(Items listed in a dataset)
====================

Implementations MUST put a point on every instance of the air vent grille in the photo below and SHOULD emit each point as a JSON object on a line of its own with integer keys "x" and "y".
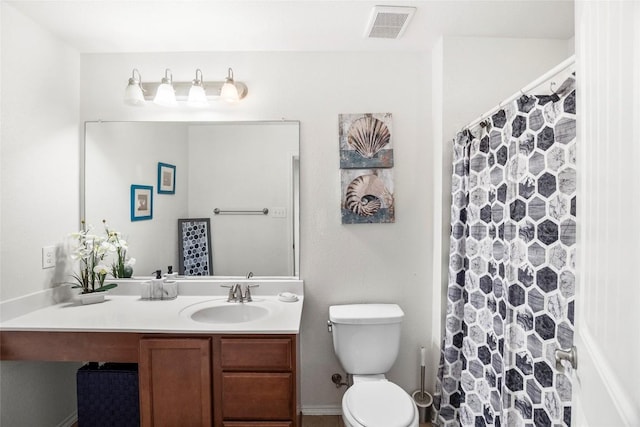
{"x": 389, "y": 22}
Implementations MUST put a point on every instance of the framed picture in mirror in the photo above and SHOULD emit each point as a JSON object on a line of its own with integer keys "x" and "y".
{"x": 194, "y": 247}
{"x": 141, "y": 202}
{"x": 166, "y": 178}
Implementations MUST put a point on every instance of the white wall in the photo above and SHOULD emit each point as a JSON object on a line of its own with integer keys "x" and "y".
{"x": 39, "y": 175}
{"x": 608, "y": 292}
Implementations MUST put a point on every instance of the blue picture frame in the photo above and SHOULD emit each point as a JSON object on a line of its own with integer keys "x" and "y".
{"x": 166, "y": 178}
{"x": 141, "y": 202}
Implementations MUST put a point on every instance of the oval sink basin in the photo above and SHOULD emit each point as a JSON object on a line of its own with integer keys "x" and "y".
{"x": 230, "y": 313}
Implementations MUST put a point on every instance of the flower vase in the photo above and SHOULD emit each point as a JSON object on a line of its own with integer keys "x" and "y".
{"x": 128, "y": 272}
{"x": 91, "y": 297}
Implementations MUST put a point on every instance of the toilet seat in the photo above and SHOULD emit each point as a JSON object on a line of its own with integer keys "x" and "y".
{"x": 379, "y": 404}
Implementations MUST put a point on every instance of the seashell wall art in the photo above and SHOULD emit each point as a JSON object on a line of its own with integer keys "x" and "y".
{"x": 365, "y": 141}
{"x": 366, "y": 162}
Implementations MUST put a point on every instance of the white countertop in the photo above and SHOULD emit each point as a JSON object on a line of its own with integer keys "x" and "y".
{"x": 125, "y": 311}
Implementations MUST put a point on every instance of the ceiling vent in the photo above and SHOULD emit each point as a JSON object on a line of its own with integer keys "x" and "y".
{"x": 389, "y": 22}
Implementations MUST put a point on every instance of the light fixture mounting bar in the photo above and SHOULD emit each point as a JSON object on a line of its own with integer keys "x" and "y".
{"x": 212, "y": 89}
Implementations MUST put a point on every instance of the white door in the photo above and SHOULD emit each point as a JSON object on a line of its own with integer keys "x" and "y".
{"x": 606, "y": 388}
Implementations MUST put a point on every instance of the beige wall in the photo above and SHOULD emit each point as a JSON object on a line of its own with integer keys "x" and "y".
{"x": 39, "y": 175}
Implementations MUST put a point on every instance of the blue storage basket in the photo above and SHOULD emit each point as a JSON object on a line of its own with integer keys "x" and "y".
{"x": 108, "y": 395}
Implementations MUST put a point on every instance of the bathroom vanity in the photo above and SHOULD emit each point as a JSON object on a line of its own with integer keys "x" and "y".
{"x": 191, "y": 373}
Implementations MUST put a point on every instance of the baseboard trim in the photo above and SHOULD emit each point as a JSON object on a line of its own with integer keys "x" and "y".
{"x": 321, "y": 410}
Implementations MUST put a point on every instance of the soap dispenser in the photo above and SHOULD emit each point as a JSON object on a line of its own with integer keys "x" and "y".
{"x": 170, "y": 274}
{"x": 157, "y": 288}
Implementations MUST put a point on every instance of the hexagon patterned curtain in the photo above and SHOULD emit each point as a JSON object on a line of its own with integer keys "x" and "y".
{"x": 512, "y": 267}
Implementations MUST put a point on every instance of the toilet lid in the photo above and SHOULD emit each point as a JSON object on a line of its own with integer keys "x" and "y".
{"x": 379, "y": 404}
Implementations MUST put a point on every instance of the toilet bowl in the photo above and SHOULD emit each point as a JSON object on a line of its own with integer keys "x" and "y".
{"x": 378, "y": 403}
{"x": 366, "y": 339}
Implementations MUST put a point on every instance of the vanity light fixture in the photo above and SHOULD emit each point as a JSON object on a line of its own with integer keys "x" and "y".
{"x": 133, "y": 94}
{"x": 197, "y": 95}
{"x": 229, "y": 91}
{"x": 165, "y": 94}
{"x": 194, "y": 93}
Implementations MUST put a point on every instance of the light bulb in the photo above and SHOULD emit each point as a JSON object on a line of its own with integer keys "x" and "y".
{"x": 133, "y": 93}
{"x": 165, "y": 95}
{"x": 229, "y": 91}
{"x": 197, "y": 95}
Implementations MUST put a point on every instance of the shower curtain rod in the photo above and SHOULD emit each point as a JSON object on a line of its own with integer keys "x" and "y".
{"x": 540, "y": 80}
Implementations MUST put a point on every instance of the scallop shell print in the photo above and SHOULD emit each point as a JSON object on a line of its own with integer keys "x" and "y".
{"x": 365, "y": 195}
{"x": 368, "y": 135}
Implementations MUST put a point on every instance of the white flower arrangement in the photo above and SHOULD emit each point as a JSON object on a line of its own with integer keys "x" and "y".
{"x": 90, "y": 251}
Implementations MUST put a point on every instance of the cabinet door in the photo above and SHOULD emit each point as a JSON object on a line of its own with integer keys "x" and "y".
{"x": 257, "y": 396}
{"x": 175, "y": 382}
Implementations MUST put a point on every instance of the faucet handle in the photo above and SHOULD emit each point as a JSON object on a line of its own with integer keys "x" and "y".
{"x": 232, "y": 288}
{"x": 247, "y": 292}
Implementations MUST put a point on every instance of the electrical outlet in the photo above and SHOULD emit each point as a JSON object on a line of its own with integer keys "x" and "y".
{"x": 279, "y": 212}
{"x": 48, "y": 257}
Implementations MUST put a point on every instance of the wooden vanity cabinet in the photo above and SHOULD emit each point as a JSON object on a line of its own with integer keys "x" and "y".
{"x": 219, "y": 380}
{"x": 175, "y": 382}
{"x": 203, "y": 380}
{"x": 257, "y": 381}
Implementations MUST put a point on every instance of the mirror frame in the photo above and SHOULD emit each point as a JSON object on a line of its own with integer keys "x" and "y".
{"x": 296, "y": 188}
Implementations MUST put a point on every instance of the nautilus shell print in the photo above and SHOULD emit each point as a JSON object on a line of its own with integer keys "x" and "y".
{"x": 365, "y": 141}
{"x": 366, "y": 195}
{"x": 368, "y": 135}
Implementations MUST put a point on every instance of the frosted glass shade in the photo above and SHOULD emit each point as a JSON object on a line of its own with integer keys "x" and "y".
{"x": 165, "y": 96}
{"x": 133, "y": 95}
{"x": 197, "y": 97}
{"x": 229, "y": 92}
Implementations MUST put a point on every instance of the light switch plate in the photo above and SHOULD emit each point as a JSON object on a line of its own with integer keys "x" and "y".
{"x": 48, "y": 257}
{"x": 279, "y": 212}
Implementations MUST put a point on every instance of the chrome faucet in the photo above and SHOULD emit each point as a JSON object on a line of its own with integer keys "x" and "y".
{"x": 236, "y": 293}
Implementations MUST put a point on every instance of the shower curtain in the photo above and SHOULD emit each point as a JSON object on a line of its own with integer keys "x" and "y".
{"x": 511, "y": 267}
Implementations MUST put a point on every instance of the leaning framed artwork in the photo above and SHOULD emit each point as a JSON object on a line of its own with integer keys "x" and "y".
{"x": 166, "y": 178}
{"x": 141, "y": 202}
{"x": 194, "y": 247}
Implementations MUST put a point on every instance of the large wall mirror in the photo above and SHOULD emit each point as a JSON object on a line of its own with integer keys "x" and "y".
{"x": 246, "y": 171}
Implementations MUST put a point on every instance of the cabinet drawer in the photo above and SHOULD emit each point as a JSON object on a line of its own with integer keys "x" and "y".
{"x": 256, "y": 354}
{"x": 257, "y": 396}
{"x": 257, "y": 424}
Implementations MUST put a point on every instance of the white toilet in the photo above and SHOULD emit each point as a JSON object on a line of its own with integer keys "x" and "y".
{"x": 366, "y": 339}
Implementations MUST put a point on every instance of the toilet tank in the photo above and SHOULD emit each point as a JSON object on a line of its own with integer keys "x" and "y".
{"x": 366, "y": 337}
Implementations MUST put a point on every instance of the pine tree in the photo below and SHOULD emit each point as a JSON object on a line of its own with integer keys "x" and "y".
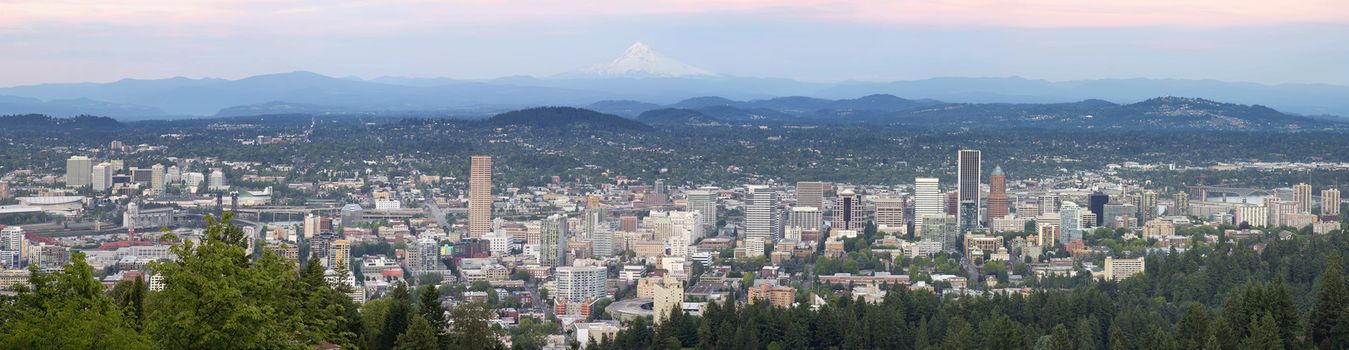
{"x": 958, "y": 335}
{"x": 420, "y": 335}
{"x": 395, "y": 322}
{"x": 1332, "y": 306}
{"x": 433, "y": 312}
{"x": 1263, "y": 334}
{"x": 66, "y": 310}
{"x": 1059, "y": 338}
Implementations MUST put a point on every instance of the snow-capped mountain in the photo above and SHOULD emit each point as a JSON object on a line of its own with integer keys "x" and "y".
{"x": 641, "y": 61}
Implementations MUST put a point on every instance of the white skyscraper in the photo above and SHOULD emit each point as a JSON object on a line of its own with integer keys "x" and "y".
{"x": 157, "y": 179}
{"x": 927, "y": 200}
{"x": 579, "y": 283}
{"x": 806, "y": 218}
{"x": 761, "y": 215}
{"x": 704, "y": 202}
{"x": 1070, "y": 218}
{"x": 100, "y": 177}
{"x": 78, "y": 172}
{"x": 217, "y": 180}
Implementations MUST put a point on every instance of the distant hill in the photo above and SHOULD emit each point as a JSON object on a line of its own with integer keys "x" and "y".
{"x": 622, "y": 107}
{"x": 45, "y": 122}
{"x": 72, "y": 107}
{"x": 564, "y": 118}
{"x": 181, "y": 97}
{"x": 677, "y": 116}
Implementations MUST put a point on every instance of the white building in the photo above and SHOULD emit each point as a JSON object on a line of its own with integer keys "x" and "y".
{"x": 579, "y": 283}
{"x": 927, "y": 200}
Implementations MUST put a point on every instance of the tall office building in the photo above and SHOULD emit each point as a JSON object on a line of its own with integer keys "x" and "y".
{"x": 806, "y": 218}
{"x": 100, "y": 177}
{"x": 602, "y": 242}
{"x": 552, "y": 247}
{"x": 479, "y": 196}
{"x": 810, "y": 193}
{"x": 157, "y": 179}
{"x": 1070, "y": 219}
{"x": 1330, "y": 202}
{"x": 704, "y": 202}
{"x": 889, "y": 212}
{"x": 1147, "y": 204}
{"x": 761, "y": 215}
{"x": 967, "y": 187}
{"x": 997, "y": 195}
{"x": 1096, "y": 203}
{"x": 940, "y": 229}
{"x": 847, "y": 211}
{"x": 1048, "y": 203}
{"x": 1252, "y": 215}
{"x": 312, "y": 226}
{"x": 78, "y": 169}
{"x": 580, "y": 283}
{"x": 217, "y": 180}
{"x": 1302, "y": 196}
{"x": 927, "y": 200}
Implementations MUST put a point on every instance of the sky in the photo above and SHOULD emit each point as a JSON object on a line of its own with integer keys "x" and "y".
{"x": 1257, "y": 41}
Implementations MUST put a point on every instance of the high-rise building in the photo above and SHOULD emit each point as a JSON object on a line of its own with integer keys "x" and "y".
{"x": 847, "y": 211}
{"x": 602, "y": 242}
{"x": 997, "y": 195}
{"x": 78, "y": 172}
{"x": 12, "y": 239}
{"x": 806, "y": 218}
{"x": 1070, "y": 219}
{"x": 1048, "y": 203}
{"x": 310, "y": 226}
{"x": 967, "y": 185}
{"x": 927, "y": 200}
{"x": 552, "y": 247}
{"x": 100, "y": 177}
{"x": 1182, "y": 202}
{"x": 1118, "y": 269}
{"x": 1147, "y": 204}
{"x": 217, "y": 180}
{"x": 940, "y": 229}
{"x": 1302, "y": 196}
{"x": 479, "y": 196}
{"x": 668, "y": 295}
{"x": 761, "y": 215}
{"x": 1330, "y": 202}
{"x": 580, "y": 283}
{"x": 889, "y": 212}
{"x": 339, "y": 254}
{"x": 424, "y": 256}
{"x": 703, "y": 202}
{"x": 157, "y": 179}
{"x": 810, "y": 193}
{"x": 1096, "y": 203}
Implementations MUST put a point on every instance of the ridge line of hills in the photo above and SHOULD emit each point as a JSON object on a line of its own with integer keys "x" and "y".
{"x": 623, "y": 115}
{"x": 305, "y": 92}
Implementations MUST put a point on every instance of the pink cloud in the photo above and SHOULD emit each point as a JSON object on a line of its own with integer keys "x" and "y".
{"x": 319, "y": 18}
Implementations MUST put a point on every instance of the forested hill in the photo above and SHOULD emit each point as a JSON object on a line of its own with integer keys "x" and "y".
{"x": 38, "y": 122}
{"x": 1152, "y": 114}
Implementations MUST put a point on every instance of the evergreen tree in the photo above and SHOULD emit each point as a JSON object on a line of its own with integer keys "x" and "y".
{"x": 395, "y": 322}
{"x": 1059, "y": 338}
{"x": 433, "y": 312}
{"x": 66, "y": 310}
{"x": 471, "y": 330}
{"x": 420, "y": 335}
{"x": 1332, "y": 306}
{"x": 1263, "y": 334}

====================

Every line from the one holding "of the forested" through the final line of the listing must be echoed exactly; leave out all other lines.

# [OUTPUT BELOW]
Implementations MUST put a point on every instance of the forested hill in the photo above and SHOULD emit each point as a JSON object on a line of its own with integer keys "x" and "y".
{"x": 38, "y": 122}
{"x": 1152, "y": 114}
Implementations MUST put a point on every instance of the evergreen tree in the photo above and SHOULD emit each point as a JSON object on a line of its own with integer keys "x" and "y".
{"x": 395, "y": 322}
{"x": 1059, "y": 338}
{"x": 433, "y": 312}
{"x": 66, "y": 310}
{"x": 471, "y": 330}
{"x": 420, "y": 335}
{"x": 1332, "y": 306}
{"x": 1263, "y": 334}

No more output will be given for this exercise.